Work to do:
Return the material below in full and exactly.

[Start Source material]

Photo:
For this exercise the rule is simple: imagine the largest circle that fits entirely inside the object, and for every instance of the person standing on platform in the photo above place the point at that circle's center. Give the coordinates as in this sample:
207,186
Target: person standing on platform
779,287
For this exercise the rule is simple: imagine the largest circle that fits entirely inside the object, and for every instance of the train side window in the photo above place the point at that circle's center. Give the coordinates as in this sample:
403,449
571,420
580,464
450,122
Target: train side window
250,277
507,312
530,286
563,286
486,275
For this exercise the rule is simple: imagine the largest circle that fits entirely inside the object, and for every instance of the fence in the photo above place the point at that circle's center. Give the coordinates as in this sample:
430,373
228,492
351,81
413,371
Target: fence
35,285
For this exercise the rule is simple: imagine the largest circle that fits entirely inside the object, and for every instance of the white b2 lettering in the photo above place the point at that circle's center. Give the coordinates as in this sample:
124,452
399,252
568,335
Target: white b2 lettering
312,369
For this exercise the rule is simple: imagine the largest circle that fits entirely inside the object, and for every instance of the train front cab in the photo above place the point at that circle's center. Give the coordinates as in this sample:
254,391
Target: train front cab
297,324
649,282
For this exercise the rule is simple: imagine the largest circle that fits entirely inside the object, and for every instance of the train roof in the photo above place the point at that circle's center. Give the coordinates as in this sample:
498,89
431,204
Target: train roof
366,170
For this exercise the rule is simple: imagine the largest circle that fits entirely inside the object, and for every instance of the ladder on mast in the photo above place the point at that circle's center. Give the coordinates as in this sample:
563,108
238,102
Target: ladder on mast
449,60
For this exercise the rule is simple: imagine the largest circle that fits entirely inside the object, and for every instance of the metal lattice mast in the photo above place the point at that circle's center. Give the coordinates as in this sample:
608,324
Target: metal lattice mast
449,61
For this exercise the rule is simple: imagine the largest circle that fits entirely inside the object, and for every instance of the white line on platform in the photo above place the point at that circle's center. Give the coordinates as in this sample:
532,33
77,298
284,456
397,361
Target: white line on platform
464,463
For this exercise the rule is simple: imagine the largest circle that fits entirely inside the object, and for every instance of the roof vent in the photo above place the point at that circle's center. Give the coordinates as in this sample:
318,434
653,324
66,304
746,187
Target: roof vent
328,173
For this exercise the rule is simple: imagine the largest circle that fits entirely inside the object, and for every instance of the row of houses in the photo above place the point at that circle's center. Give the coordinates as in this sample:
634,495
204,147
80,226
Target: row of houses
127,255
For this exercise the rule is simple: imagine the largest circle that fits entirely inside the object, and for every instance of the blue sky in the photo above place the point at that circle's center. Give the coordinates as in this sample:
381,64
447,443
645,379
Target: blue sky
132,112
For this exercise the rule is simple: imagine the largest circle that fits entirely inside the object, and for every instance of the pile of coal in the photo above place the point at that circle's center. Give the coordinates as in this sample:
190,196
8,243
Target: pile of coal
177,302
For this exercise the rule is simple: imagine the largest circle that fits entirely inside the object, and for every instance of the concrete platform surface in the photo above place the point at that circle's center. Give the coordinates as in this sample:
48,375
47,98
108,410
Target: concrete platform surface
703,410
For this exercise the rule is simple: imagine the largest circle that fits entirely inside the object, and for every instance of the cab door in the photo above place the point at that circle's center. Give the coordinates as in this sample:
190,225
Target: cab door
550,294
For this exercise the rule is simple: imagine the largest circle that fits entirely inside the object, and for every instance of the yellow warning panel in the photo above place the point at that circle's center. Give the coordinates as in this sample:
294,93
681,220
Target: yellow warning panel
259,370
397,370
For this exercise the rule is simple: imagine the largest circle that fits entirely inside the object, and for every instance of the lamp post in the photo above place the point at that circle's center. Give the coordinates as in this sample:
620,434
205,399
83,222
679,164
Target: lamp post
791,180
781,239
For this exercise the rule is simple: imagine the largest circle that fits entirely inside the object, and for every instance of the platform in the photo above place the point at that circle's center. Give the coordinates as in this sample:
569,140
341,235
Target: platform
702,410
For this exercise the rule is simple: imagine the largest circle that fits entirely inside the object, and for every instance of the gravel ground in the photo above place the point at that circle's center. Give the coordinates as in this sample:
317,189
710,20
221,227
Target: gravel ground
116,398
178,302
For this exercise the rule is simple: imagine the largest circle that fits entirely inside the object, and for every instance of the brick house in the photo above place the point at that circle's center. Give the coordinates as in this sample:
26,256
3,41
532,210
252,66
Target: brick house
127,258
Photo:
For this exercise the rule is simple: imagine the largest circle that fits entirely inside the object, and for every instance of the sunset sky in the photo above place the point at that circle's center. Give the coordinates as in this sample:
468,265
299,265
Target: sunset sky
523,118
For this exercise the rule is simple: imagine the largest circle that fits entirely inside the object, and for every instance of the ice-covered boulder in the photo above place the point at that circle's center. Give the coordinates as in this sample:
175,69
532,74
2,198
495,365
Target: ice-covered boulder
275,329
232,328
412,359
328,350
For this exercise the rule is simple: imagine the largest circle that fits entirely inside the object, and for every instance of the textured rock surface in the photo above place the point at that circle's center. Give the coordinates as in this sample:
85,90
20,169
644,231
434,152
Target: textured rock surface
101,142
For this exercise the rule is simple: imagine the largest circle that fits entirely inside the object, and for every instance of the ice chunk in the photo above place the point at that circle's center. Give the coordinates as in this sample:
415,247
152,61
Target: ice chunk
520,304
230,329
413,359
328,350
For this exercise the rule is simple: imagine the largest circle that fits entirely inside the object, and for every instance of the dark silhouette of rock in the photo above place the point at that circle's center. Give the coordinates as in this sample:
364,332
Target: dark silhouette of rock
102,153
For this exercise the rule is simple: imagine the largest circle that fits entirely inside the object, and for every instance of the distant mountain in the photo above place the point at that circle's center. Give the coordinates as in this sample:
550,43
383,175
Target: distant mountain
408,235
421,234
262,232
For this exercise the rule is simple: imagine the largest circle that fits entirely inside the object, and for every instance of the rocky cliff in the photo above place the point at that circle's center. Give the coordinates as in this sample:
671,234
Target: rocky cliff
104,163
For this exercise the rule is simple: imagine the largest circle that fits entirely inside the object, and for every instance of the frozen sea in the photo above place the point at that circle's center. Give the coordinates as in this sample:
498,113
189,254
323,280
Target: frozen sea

[End Source material]

Output of the exercise:
Photo:
For this exercise the rule is simple: imagine the largest circle that fits entirely inside the object, and for every instance of the person standing on platform in the photo above place the point at that circle's center. Give the coordinates as in this sample:
207,186
Target: person standing on platform
779,287
For this exercise the rule is simple: imagine the largest circle that fits entirely inside the object, and for every instance of the train side window in the photo above place the point at that circle's center. Give the coordinates as in this sample:
403,449
571,420
580,464
450,122
Target: train side window
250,277
507,312
530,286
563,286
486,275
For this exercise the rule is simple: imagine the largest circle that fits entirely inside the object, and for every instance of the fence in the photo above place the point at that circle's center. Give the coordinates as in this sample:
430,373
228,492
351,81
413,371
Target: fence
35,285
For this exercise the rule is simple: imagine the largest circle that fits entirely inside the object, and for every instance of the white b2 lettering in the photo above place the point at that circle's center. Give the coordinates as in this sample:
124,452
399,252
568,335
Target: white b2 lettering
312,369
For this exercise the rule is simple: imagine the largest circle that fits entirely inside the object, and for every instance of the train front cab in the photo above place the point at that circle's center. Give the coordinates as in this sample:
254,391
Target: train front cab
297,324
649,282
For this exercise the rule is simple: imagine the largest circle that fits entirely inside the object, and for every instance of the train roof in the photo above place the point at that circle's center. Give the coordinates as in this sample:
498,89
431,204
Target: train roof
366,170
For this exercise the rule is simple: imagine the largest circle that fits entirely inside the object, and for every instance of the ladder on mast in the photo above place the point at that circle's center. Give the coordinates as in this sample:
563,108
238,102
Target: ladder on mast
449,60
For this exercise the rule is simple: imagine the largest circle that fits entirely inside the object, and for every instance of the metal lattice mast in the photo above place the point at that circle's center. Give the coordinates as in this sample:
608,324
Target: metal lattice mast
449,61
For this exercise the rule is simple: imagine the largest circle that fits entirely inside the object, and for every instance of the white line on platform in the photo above place the point at that circle's center. Give the coordinates as in this sample:
532,33
77,298
284,456
397,361
Target: white line on platform
464,463
For this exercise the rule is simple: imagine the largest circle that fits entirely inside the object, and for every instance of the roof vent in the photo above place the point at that circle's center. Give the coordinates as in this sample:
318,434
653,324
66,304
746,187
Target: roof vent
328,173
For this exercise the rule is simple: imagine the largest circle that fits entirely inside the object, and for every instance of the row of houses in the photo above place the point at that circle's center. Give the coordinates as in this sample:
634,495
204,147
80,226
Target: row of houses
127,255
For this exercise the rule is simple: imagine the largest circle that fits entirely inside the object, and for every instance of the blue sky in the photo above place the point at that circle's center. Give the coordinates as in this sample:
381,64
447,443
645,379
Target: blue sky
132,112
For this exercise the rule is simple: imagine the largest circle that fits entirely inside the object, and for every instance of the pile of coal in the photo above place the point at that circle's center. Give the coordinates as in this sample:
190,196
8,243
Target: pile of coal
177,302
For this exercise the rule is simple: imagine the largest circle that fits entirely inside the object, and for every instance of the concrete platform surface in the photo above place the point at that circle's center. Give the coordinates as in this sample:
48,375
47,98
108,410
Target: concrete platform surface
703,410
For this exercise the rule is simple: imagine the largest circle that fits entirely inside the object, and for every instance of the cab door in the photo above place the point at that circle's center. Give the coordinates as in this sample:
190,225
Target: cab door
550,294
For this exercise the rule is simple: imagine the largest circle that fits entirely inside the object, and for every instance of the yellow warning panel in the photo above place the point at that circle's center. Give the coordinates as in this sample:
294,93
681,220
Target: yellow warning panel
259,370
397,370
For this exercise the rule is simple: imagine the largest circle that fits entirely inside the object, and for every instance of the lamp post in the photo above place the point at that circle's center. Give the coordinates as in this sample:
620,434
205,399
83,222
679,164
Target: lamp post
791,180
781,239
For this exercise the rule is simple: imagine the largest circle that fits entirely inside the object, and for every instance of the platform in the photo above place the point at that circle's center. Give the coordinates as in this sample:
569,140
341,235
Target: platform
702,410
For this exercise the rule is simple: imagine the largest circle that fits entirely inside the object, and for every instance of the gravel ground in the photo above place the point at that circle's center. Give the coordinates as in this sample:
317,189
710,20
221,227
Target: gravel ground
116,398
178,302
For this exercise the rule is simple: imagine the largest circle that fits entirely inside the object, and for every instance of the brick house in the photo above place the point at that circle's center. Give the coordinates as in this sample:
26,256
3,41
532,210
252,66
Target: brick house
127,258
Photo:
For this exercise the rule is simple: imagine the largest circle that fits entirely inside the object, and for every instance of the sunset sky in the photo above place the point at that circle's center. Give the coordinates as in this sample:
468,265
299,265
Target: sunset sky
523,118
For this exercise the rule is simple: imagine the largest circle that fits entirely inside the object, and for every instance of the ice-covered boulder in the photo above place the point at that circle's center. Give the coordinates as in this sample:
175,69
532,74
2,198
495,365
Target: ice-covered boulder
275,329
232,328
412,359
328,350
For this exercise the rule is simple: imagine the largest circle that fits entirely inside the object, and for every instance of the textured rock surface in the photo above place the point at that circle's center. Give the coordinates as in this sample:
85,90
20,169
644,231
434,152
Target: textured rock surface
101,142
For this exercise the rule is simple: imagine the largest circle that fits entirely inside the object, and for every instance of the ice chunk in the photo above place the point at that circle's center. Give the coordinates as in this sample:
415,247
152,61
Target: ice chunk
520,304
230,329
413,359
328,350
For this exercise the rule is simple: imagine the largest circle that fits entirely inside the object, and for every instance of the dark silhouette of rock in the photo above place the point at that circle's center. Give the coordinates as in this sample:
364,332
Target: dark silhouette of rock
102,153
For this exercise the rule is simple: imagine the largest circle that fits entirely inside the object, and for every instance of the distant mountain in the photo above place the point at that circle's center. Give the coordinates as in this sample:
550,43
383,175
Target: distant mountain
408,235
421,234
262,232
For this exercise the rule is simple: imagine the largest circle that fits entirely inside the object, and for every instance of the rocky cliff in the photo above place the point at that circle's center. Give the coordinates as in this sample:
671,234
Target: rocky cliff
104,163
For this exercise the rule is simple: imagine the largest circle that fits entirely inside the object, and for every instance of the frozen sea in the photo above place the point at that circle's center. Give the coordinates as in this sample:
498,113
189,254
323,280
Target: frozen sea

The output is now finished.